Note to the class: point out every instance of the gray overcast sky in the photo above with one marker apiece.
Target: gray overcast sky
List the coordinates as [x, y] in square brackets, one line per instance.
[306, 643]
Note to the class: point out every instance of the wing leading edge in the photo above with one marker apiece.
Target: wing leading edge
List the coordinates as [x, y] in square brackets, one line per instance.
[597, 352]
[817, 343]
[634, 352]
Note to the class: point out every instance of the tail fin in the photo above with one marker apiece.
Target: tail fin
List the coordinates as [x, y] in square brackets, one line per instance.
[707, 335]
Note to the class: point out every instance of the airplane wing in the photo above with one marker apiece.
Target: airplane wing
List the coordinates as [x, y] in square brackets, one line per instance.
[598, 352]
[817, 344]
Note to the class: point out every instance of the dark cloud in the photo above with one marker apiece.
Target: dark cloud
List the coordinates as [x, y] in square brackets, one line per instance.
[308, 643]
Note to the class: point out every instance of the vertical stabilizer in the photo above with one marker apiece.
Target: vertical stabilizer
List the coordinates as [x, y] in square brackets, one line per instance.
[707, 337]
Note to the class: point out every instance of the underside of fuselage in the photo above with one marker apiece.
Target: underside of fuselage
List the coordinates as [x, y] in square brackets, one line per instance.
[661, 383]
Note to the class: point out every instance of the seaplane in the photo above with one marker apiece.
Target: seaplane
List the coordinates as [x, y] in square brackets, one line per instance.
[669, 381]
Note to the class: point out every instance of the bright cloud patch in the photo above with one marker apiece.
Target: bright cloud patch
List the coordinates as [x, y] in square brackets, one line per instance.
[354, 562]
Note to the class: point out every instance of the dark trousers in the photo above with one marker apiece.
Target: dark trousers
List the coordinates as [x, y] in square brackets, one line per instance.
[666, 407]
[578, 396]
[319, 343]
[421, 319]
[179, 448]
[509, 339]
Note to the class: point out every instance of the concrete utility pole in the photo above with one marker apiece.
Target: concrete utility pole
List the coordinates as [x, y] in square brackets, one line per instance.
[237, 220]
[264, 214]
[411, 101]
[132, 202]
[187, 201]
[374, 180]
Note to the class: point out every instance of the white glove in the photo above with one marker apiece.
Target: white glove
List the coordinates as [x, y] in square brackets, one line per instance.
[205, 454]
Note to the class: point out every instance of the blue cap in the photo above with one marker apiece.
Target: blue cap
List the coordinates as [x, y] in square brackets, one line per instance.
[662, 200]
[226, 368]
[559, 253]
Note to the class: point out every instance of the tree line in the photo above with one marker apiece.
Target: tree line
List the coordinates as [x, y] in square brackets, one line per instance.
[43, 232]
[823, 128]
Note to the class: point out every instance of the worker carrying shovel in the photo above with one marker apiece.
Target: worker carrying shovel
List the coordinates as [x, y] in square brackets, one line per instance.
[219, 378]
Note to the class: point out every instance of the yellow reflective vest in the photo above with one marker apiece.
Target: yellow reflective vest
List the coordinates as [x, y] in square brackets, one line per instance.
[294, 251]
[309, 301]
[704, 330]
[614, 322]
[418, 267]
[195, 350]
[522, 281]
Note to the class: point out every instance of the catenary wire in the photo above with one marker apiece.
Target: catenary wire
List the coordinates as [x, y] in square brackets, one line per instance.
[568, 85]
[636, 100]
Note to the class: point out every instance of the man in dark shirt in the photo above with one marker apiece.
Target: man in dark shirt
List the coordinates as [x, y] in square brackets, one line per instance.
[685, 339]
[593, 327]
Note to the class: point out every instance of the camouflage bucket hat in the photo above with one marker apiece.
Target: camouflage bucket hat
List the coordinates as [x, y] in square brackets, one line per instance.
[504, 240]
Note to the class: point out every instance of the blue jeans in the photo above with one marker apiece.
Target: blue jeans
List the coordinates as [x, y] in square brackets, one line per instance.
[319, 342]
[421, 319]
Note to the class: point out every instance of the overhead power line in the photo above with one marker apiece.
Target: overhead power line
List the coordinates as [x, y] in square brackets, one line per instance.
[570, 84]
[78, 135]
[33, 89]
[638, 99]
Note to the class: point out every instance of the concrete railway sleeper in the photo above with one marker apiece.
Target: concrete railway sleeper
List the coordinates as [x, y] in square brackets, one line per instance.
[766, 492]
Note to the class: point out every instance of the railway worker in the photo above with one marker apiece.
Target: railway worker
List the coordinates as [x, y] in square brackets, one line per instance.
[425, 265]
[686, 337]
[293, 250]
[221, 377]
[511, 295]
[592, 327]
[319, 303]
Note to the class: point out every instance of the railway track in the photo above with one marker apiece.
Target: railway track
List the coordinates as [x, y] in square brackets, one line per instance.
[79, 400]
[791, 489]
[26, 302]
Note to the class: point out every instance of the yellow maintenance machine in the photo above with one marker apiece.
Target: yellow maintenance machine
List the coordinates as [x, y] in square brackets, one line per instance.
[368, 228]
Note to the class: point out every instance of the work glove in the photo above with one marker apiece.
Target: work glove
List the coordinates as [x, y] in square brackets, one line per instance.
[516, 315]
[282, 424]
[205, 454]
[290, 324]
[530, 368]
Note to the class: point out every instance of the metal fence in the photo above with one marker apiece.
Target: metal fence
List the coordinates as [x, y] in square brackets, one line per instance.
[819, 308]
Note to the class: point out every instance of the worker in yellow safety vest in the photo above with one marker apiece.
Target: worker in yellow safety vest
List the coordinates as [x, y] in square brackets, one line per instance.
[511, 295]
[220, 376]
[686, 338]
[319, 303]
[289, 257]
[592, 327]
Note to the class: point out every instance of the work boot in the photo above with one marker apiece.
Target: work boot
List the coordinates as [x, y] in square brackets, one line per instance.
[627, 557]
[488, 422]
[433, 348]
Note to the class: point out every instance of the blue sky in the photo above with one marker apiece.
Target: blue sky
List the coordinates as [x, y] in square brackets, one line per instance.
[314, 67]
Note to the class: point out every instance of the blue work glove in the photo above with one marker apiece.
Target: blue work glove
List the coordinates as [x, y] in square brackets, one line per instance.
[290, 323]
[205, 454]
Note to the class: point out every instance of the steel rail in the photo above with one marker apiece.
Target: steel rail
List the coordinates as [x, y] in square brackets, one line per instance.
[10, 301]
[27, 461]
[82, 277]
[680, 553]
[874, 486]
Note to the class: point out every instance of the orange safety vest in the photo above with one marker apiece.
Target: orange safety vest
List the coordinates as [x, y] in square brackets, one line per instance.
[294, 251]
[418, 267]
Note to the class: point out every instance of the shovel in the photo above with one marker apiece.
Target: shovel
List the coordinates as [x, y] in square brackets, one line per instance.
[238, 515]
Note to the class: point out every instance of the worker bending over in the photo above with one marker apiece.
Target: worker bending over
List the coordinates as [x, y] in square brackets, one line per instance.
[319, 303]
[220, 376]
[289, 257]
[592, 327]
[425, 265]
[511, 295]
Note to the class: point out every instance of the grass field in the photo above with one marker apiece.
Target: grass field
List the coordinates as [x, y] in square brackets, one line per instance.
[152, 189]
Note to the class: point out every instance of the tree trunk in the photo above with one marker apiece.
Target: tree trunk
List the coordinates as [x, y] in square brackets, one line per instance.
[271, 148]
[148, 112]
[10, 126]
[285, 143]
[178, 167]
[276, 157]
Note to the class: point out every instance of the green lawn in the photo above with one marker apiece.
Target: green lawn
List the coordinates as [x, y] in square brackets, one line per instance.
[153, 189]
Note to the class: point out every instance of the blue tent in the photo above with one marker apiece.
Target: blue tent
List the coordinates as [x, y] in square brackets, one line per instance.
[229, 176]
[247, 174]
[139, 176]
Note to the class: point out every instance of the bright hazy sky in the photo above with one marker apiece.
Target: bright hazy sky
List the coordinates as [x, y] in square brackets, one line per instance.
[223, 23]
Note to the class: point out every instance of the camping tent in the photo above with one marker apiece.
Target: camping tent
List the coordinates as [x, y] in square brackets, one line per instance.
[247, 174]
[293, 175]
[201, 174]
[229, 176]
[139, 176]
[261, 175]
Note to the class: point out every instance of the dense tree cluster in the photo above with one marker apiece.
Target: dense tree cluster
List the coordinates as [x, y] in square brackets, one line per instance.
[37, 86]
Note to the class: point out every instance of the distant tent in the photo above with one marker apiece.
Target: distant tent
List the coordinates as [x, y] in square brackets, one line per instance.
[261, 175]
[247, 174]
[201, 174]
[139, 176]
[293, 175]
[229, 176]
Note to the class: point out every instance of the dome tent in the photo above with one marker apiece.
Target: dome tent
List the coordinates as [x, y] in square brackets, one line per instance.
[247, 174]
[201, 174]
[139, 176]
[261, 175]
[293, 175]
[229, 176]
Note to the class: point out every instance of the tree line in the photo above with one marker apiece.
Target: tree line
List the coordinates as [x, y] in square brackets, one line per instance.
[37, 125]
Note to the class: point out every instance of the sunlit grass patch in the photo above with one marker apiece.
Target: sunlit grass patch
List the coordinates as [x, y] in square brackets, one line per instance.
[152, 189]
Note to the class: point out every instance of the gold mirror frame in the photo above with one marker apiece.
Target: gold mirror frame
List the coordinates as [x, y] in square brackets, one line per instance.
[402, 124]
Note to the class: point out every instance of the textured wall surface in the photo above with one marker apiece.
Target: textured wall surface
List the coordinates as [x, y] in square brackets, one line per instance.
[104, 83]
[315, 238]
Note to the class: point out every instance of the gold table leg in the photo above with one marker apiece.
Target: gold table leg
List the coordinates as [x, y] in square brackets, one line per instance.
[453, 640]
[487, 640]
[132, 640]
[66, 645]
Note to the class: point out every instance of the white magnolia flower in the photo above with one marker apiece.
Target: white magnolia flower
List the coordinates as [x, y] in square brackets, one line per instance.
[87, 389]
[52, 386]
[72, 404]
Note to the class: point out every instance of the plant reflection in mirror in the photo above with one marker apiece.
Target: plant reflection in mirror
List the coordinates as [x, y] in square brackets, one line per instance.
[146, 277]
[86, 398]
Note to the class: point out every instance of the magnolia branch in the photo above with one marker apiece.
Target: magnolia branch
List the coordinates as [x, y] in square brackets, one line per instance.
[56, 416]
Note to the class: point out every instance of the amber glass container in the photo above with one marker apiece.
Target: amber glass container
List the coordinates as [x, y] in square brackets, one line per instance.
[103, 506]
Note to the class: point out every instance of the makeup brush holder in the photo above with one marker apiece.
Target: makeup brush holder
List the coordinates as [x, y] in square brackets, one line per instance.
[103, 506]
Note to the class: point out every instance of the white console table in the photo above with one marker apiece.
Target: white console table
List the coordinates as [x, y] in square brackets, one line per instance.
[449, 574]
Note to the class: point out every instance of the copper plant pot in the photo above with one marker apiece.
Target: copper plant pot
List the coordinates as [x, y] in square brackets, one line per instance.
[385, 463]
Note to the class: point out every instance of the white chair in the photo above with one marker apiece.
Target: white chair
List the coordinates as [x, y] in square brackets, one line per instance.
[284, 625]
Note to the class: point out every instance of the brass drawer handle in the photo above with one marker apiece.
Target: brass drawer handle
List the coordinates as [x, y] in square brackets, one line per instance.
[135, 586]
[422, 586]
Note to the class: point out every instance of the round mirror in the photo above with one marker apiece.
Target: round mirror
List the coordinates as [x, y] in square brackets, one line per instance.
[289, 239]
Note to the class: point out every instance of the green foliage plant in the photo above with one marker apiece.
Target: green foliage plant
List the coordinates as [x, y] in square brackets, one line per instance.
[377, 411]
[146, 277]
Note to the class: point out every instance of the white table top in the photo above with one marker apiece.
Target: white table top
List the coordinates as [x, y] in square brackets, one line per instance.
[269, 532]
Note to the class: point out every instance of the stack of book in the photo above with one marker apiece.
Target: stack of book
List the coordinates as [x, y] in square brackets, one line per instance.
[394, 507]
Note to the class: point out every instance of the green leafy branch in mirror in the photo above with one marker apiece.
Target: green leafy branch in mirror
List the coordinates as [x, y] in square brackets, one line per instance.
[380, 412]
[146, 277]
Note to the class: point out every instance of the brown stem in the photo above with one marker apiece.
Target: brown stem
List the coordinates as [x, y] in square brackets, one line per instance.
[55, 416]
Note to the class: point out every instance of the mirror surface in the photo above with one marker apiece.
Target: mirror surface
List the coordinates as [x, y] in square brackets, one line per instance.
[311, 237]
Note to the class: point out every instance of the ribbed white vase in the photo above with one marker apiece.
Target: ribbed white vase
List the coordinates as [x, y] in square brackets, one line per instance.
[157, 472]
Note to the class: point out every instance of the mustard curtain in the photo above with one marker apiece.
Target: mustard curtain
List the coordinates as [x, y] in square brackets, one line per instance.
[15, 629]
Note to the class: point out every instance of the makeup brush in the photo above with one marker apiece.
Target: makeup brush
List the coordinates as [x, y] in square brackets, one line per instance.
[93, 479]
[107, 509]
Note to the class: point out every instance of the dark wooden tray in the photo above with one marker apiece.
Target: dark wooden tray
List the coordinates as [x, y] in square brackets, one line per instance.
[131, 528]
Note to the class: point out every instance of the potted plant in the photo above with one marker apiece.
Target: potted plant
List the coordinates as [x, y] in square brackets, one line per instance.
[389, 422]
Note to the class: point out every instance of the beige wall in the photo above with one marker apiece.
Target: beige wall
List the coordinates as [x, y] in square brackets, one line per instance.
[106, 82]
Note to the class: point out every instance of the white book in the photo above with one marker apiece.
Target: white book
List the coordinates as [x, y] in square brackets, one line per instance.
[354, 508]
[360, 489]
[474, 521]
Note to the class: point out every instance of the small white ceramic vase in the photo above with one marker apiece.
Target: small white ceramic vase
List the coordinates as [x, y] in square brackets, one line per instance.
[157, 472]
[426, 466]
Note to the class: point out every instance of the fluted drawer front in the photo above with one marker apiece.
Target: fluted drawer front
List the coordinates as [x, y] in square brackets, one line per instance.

### Activity
Using the material above, find each line that holds "dome" and copy that line.

### Solution for this task
Note to the class: point out every instance of the dome tent in the photo above with one marker apiece.
Target: dome tent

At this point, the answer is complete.